_WHAT YOU HAVE TO DO_
Retype exactly the lines that run from the line with "the bat grip?" to the final line of the entries, keeping both ends and nothing else.

(Pointing dataset records)
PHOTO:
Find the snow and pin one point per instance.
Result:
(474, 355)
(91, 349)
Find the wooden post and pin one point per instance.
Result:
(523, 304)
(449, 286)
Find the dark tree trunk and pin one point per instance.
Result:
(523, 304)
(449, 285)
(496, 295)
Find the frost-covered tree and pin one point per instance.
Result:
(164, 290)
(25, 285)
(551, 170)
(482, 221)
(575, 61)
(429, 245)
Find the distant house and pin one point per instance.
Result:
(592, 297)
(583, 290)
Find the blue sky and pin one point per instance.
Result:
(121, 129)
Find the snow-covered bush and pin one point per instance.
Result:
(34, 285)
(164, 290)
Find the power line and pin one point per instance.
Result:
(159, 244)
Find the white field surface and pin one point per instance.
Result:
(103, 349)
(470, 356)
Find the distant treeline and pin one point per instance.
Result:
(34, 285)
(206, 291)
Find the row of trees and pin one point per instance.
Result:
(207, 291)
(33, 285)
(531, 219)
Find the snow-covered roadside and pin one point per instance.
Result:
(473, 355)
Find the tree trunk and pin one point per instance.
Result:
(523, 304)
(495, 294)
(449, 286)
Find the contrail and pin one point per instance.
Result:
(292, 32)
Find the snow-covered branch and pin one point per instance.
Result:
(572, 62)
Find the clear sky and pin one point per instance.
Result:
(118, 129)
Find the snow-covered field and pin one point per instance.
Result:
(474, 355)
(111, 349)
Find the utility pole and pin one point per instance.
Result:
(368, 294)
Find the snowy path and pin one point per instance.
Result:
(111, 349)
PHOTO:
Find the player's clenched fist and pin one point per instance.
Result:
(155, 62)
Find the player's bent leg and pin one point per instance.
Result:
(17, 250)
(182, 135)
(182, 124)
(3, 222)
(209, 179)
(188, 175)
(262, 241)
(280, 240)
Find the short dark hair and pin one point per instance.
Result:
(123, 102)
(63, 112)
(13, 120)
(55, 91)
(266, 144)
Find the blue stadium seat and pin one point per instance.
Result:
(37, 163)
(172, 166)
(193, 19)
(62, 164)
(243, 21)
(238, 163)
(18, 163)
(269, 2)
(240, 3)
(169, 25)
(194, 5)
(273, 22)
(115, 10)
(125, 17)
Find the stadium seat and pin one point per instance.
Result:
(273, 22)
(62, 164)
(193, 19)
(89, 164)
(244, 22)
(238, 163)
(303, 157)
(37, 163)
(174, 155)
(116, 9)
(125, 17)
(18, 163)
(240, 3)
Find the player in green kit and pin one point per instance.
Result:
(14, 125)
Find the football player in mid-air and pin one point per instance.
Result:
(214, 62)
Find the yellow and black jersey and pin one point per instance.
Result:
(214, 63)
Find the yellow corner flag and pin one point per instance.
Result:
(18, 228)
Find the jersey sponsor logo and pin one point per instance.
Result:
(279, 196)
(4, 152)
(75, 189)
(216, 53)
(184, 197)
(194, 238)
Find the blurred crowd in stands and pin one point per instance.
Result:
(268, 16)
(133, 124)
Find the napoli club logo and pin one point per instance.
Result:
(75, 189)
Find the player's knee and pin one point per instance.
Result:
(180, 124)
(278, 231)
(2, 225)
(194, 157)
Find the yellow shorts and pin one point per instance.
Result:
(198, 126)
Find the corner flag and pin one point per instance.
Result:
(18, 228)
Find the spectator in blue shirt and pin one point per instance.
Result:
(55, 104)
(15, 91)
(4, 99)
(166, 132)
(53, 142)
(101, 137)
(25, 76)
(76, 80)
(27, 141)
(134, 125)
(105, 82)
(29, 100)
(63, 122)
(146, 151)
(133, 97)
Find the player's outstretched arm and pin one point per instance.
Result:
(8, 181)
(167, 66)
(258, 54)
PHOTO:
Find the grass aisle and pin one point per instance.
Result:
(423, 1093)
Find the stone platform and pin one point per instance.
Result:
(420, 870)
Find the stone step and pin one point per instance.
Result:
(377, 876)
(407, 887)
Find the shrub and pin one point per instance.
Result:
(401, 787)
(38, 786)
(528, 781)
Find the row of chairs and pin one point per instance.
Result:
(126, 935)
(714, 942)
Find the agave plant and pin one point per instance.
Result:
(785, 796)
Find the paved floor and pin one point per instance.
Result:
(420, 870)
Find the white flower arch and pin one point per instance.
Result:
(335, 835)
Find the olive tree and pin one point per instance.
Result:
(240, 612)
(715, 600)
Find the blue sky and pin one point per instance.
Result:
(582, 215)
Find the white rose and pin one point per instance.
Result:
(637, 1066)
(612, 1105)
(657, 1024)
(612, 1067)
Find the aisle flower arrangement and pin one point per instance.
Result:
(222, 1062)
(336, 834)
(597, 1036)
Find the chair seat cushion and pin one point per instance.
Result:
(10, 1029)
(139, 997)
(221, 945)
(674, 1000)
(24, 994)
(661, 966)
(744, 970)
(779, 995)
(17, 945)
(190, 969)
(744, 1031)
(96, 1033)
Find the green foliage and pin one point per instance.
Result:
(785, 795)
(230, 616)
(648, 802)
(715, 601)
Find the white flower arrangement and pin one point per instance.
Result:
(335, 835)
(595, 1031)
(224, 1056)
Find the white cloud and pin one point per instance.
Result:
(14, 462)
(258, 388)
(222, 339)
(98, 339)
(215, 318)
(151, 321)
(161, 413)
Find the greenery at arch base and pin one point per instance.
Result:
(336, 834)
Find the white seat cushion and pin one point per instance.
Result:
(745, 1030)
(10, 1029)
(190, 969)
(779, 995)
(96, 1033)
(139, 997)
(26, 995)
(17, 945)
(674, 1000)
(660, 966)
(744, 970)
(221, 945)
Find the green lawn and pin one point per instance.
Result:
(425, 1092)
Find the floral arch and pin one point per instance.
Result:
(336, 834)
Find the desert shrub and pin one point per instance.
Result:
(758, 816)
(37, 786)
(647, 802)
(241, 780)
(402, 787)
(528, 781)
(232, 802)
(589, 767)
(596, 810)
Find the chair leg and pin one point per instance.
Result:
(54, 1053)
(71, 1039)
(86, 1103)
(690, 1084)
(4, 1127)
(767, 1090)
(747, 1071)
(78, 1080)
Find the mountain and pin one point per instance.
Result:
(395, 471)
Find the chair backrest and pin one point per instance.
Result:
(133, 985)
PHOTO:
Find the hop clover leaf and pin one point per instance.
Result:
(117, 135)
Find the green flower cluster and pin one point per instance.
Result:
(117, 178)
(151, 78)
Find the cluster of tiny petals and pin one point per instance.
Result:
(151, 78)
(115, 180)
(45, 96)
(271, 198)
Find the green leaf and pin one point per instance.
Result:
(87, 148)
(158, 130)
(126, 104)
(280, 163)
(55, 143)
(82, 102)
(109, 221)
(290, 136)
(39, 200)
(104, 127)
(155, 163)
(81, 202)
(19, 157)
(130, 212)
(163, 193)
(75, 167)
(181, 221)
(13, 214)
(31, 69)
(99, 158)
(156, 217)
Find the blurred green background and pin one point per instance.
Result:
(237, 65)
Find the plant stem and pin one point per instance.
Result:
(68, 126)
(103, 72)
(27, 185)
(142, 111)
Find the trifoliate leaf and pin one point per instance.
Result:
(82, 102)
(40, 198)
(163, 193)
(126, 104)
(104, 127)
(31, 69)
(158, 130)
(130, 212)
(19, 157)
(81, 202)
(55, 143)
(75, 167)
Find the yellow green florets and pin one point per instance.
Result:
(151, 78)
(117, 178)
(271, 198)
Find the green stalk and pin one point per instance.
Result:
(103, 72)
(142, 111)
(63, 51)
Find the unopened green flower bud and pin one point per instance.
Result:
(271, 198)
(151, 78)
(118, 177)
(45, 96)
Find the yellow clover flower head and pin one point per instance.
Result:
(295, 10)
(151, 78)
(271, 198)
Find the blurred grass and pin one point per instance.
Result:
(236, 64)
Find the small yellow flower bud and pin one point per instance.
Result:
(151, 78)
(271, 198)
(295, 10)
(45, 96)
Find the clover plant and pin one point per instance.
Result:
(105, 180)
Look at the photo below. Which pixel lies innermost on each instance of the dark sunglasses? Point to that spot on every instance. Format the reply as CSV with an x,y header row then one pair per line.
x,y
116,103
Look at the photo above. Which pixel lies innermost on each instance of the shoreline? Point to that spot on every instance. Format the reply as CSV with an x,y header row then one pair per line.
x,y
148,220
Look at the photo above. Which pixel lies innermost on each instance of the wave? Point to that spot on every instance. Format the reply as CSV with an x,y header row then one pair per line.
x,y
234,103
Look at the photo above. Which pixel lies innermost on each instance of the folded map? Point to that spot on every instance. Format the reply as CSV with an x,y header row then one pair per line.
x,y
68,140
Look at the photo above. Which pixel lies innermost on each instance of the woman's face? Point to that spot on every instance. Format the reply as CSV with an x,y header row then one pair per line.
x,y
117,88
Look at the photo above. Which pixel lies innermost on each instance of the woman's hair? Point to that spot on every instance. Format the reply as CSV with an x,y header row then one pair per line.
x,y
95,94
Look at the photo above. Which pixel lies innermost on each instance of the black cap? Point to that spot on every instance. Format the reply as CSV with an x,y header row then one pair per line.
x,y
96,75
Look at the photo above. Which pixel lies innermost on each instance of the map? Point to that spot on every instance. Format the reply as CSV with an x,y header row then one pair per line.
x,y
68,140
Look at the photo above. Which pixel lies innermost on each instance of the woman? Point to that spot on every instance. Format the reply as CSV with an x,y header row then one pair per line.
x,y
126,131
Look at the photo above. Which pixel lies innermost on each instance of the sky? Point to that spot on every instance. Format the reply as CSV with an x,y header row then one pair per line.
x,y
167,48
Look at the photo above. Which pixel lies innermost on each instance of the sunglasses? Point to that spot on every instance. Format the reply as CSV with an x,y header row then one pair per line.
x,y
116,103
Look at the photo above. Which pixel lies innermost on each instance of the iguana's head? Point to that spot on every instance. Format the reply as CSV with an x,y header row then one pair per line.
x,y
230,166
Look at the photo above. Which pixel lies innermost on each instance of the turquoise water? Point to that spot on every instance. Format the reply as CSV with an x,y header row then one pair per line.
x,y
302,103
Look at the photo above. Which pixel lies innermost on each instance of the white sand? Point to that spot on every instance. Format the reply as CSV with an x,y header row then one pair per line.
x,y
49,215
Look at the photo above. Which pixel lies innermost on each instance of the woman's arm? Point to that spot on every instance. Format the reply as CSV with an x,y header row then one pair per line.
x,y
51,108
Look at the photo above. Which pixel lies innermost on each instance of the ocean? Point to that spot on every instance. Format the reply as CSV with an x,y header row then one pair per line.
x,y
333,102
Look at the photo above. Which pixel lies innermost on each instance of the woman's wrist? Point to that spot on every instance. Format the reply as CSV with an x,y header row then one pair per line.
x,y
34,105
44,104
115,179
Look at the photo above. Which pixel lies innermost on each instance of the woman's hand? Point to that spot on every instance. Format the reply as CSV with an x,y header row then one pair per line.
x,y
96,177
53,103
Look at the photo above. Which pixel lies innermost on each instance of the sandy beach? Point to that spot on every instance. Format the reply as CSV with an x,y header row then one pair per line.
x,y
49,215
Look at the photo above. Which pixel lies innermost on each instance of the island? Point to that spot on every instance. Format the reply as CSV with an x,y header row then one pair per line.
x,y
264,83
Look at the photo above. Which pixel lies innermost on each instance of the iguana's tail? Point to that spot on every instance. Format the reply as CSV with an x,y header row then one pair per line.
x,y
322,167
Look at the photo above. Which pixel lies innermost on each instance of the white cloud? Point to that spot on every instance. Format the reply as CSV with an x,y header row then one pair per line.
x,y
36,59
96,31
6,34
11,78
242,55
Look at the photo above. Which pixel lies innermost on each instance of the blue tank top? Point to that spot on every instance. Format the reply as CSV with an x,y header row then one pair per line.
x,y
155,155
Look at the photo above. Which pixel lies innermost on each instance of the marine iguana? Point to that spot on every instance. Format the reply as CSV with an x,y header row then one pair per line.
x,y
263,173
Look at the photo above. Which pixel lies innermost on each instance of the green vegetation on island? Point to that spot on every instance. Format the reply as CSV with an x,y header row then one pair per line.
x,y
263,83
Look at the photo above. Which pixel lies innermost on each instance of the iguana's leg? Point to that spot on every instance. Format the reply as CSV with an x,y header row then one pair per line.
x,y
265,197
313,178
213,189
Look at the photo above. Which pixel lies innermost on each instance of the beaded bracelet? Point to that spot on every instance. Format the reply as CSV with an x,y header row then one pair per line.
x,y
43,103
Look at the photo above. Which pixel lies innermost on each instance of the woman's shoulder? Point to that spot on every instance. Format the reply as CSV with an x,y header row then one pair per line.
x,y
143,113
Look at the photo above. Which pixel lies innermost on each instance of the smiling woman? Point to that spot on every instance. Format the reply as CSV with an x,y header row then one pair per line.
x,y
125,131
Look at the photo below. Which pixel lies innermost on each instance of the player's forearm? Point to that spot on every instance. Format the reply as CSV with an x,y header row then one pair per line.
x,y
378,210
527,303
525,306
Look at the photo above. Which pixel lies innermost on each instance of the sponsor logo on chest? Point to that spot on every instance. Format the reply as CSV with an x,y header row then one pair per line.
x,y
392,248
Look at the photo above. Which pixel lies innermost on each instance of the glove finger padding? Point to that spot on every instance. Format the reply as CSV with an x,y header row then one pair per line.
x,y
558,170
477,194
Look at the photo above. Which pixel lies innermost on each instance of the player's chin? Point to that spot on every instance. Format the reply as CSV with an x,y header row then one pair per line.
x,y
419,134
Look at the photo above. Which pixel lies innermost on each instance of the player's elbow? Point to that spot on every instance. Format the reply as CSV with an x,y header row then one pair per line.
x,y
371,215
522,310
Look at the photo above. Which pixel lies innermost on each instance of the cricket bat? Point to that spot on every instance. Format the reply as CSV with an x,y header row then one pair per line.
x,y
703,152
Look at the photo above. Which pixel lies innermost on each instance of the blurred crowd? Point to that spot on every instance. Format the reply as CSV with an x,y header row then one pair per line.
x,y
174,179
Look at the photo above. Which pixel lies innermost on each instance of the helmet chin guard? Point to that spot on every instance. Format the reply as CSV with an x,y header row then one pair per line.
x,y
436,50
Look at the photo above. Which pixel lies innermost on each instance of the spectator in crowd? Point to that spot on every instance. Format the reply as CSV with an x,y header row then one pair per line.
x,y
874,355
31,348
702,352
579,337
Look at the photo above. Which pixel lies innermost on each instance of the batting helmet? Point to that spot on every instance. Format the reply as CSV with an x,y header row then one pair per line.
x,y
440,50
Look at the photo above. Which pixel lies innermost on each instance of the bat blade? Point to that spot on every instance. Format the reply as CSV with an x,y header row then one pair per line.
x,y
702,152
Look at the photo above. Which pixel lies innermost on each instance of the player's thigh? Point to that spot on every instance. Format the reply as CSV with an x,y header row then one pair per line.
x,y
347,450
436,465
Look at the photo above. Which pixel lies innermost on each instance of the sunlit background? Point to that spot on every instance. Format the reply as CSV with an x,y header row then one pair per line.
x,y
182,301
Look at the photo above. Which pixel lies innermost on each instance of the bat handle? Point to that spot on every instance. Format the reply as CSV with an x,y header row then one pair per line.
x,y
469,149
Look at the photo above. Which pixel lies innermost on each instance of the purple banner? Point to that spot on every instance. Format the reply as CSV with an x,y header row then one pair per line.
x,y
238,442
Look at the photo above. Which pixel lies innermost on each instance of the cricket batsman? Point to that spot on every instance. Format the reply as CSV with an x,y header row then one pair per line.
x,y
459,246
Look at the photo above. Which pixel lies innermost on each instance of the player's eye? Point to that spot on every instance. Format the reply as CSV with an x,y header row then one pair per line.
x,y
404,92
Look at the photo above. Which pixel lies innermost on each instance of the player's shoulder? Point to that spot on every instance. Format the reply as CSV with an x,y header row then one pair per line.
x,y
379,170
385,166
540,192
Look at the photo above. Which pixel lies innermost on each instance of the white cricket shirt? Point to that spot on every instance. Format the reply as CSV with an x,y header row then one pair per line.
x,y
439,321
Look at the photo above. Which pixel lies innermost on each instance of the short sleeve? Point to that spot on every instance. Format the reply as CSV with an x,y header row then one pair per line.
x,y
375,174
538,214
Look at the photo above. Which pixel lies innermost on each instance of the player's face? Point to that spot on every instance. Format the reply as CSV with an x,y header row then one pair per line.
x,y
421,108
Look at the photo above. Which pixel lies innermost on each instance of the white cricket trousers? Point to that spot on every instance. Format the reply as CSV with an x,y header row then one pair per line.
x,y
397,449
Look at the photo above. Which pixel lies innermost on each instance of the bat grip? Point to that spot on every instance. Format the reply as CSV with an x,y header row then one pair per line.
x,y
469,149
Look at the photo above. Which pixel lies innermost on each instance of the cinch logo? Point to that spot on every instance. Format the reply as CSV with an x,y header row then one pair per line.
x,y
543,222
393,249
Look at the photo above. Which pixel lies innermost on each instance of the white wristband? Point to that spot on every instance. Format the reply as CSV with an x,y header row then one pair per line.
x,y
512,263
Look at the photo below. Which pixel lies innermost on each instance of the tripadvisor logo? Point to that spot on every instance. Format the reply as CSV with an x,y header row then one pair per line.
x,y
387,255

_SOLVED EXERCISE_
Look at the photo above. Which pixel lies innermost on each instance of the bat grip? Point to that spot on every instance. Format the reply as CSV with an x,y header row then one pair per line.
x,y
469,149
Look at the photo above. Which pixel lies innermost on each instance of the cinch logo? Point to that spot on every instance. Format the reply as CSV with an x,y header row then one pair per line.
x,y
543,222
393,249
Look at the photo above. Which pixel lies innermost on each instance of the white wristband? Point to that spot on every instance. Format the reply as CSV with an x,y header row then one pair per line.
x,y
512,263
Look at the photo below. Which pixel lies innermost on each instance of the tripadvisor logo? Point to that spot on every instance. Format the reply as CSV with an x,y header row then one pair per line.
x,y
387,255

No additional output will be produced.